Text section:
--

On January 25, 2007, the Wisconsin Court of Appeals issued a very significant decision addressing the Wisconsin sales and use taxation of computer programs. Godfrey & Kahn filed a “friend of the court” brief for Wisconsin Manufacturers and Commerce in support of the corporate taxpayer, which has now prevailed.

The case, Wisconsin Department of Revenue v. Menasha Corporation, No. 2004AP3239 (Wis. Ct. App. Jan. 25, 2007), presented the question of whether pre-existing, mass-marketed software that requires extensive modification and customization before it can be used by a customer is a “custom computer program” and, therefore, exempt from Wisconsin sales and use tax. If the program were a non-custom program (also referred to as a “canned” or “prewritten” program), it would be subject to Wisconsin sales and use tax. The Court of Appeals held that the software is customized software, overturning a decision of the Dane County Circuit Court and affirming a decision of the Wisconsin Tax Appeals Commission (commission) in favor of Menasha Corporation.

The software in question consisted of over seventy modules that provide business and accounting software for different segments of a user’s business. The software is not usable as sold, but must be modified to fit a user’s business operations. In the present case, this modification cost Menasha more than $17 million beyond the cost of the core software system.

In reaching its conclusion, the Court of Appeals decided that the commission’s initial decision was entitled to “due weight deference,” or that the commission’s reasonable interpretation of an administrative rule should be upheld if the interpretation comports with the purpose of the rule and the court cannot find a more reasonable interpretation. Significantly, the court decided that the commission’s interpretation of the rule, and not the Department of Revenue’s (DOR) interpretation, was entitled to deference. In fact, the court stated that the DOR’s “interpretation and application of its rules are not entitled to any deference.” Menasha, No. 2004AP3239, ¶ 21 (emphasis added).

--

Stored data entries:
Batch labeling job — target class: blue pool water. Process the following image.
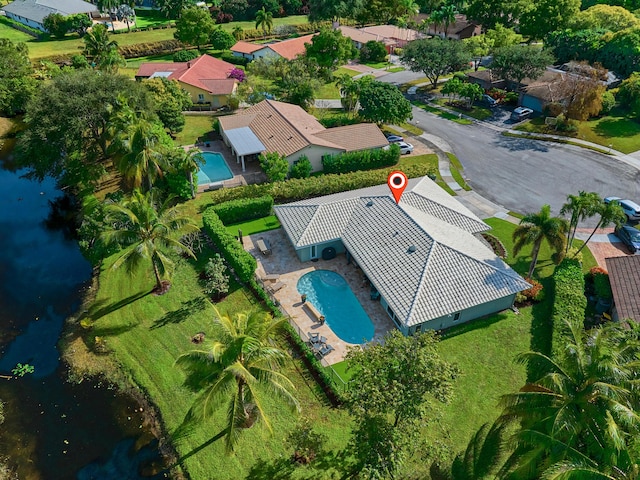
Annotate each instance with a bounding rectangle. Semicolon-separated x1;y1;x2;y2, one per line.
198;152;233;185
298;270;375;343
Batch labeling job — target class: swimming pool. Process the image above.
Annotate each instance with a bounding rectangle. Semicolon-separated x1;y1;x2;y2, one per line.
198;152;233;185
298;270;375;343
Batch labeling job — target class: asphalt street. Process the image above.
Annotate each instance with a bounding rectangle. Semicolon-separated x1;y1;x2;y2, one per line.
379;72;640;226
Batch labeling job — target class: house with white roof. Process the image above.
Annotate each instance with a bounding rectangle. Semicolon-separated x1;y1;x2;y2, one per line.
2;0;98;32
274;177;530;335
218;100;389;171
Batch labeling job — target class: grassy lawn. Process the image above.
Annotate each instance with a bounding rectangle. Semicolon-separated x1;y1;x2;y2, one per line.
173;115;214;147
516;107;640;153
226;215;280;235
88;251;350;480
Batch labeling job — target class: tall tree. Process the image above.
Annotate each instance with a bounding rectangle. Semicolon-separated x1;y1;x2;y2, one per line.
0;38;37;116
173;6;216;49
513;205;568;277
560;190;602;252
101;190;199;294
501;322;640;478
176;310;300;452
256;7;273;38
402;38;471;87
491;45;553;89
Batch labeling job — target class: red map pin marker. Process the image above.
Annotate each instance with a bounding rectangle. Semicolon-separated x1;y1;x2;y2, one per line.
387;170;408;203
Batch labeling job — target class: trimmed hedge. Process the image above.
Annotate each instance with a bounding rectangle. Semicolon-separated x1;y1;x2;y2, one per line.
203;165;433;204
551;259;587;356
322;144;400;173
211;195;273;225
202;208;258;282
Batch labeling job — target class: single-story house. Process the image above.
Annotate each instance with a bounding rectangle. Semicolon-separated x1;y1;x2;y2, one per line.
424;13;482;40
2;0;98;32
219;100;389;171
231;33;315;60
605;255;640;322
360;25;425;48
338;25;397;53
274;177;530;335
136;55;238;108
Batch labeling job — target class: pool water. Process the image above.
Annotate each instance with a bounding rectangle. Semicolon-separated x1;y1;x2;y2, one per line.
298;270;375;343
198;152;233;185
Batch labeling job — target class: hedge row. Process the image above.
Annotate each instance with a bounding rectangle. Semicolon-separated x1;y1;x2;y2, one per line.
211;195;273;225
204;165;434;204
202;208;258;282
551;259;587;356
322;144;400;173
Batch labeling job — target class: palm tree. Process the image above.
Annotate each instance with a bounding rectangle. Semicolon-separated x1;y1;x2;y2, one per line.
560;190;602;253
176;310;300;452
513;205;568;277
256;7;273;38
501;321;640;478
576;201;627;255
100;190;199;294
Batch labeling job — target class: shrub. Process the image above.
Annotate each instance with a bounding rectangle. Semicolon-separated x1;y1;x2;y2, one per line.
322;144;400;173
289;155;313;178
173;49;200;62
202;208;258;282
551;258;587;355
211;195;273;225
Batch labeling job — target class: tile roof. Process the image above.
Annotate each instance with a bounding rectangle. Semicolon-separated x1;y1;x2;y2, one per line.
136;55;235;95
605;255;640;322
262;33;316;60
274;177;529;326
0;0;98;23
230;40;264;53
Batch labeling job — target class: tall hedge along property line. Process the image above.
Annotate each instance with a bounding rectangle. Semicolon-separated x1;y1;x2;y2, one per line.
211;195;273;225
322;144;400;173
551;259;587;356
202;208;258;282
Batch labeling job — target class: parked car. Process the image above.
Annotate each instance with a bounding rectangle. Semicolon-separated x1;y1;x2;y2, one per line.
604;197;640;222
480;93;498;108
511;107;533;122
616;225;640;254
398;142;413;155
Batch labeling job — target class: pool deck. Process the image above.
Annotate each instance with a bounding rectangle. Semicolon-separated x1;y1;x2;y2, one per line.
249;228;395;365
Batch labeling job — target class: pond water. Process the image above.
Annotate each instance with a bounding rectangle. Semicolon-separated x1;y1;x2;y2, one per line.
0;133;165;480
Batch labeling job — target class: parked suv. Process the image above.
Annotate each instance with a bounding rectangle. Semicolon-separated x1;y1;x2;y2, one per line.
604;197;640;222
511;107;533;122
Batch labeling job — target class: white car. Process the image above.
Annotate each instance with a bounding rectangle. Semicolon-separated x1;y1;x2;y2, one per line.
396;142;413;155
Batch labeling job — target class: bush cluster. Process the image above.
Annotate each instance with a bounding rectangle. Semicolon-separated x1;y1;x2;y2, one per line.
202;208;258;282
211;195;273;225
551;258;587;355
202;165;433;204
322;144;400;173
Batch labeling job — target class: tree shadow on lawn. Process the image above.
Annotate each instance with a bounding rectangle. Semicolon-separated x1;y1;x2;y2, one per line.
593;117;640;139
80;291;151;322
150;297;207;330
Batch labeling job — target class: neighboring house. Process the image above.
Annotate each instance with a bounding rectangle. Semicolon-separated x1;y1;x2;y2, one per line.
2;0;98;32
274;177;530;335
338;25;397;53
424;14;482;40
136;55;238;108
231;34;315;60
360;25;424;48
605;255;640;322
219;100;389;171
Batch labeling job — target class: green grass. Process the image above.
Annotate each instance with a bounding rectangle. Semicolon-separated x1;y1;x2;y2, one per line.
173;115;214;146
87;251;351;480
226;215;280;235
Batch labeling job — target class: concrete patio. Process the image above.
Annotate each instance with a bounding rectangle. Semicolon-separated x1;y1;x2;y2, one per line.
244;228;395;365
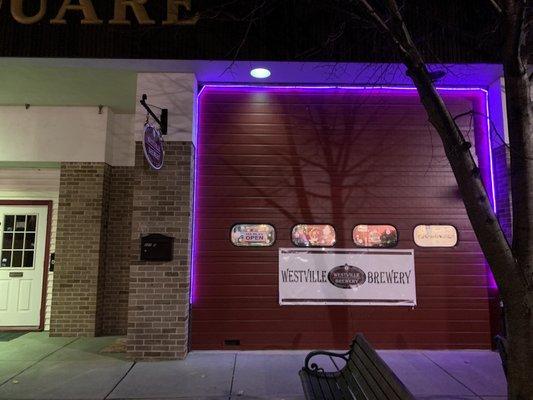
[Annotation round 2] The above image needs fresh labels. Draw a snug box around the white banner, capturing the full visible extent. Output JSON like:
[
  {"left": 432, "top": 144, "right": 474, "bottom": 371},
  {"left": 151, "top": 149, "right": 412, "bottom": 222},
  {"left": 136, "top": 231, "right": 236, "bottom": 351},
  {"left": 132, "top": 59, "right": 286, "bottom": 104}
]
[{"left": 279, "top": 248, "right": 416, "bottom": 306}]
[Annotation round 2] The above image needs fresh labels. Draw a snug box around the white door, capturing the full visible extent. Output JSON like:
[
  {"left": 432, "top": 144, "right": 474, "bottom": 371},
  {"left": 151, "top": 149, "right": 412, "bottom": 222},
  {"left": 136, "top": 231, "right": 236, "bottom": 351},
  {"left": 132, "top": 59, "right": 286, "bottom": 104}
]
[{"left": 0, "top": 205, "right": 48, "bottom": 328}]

--

Exercise directions: Retype the Menasha tax case text from "The case, Wisconsin" up to and including "of Menasha Corporation.". The listing is separate material and does not belong to the Menasha tax case text.

Exercise solution:
The case, Wisconsin Department of Revenue v. Menasha Corporation, No. 2004AP3239 (Wis. Ct. App. Jan. 25, 2007), presented the question of whether pre-existing, mass-marketed software that requires extensive modification and customization before it can be used by a customer is a “custom computer program” and, therefore, exempt from Wisconsin sales and use tax. If the program were a non-custom program (also referred to as a “canned” or “prewritten” program), it would be subject to Wisconsin sales and use tax. The Court of Appeals held that the software is customized software, overturning a decision of the Dane County Circuit Court and affirming a decision of the Wisconsin Tax Appeals Commission (commission) in favor of Menasha Corporation.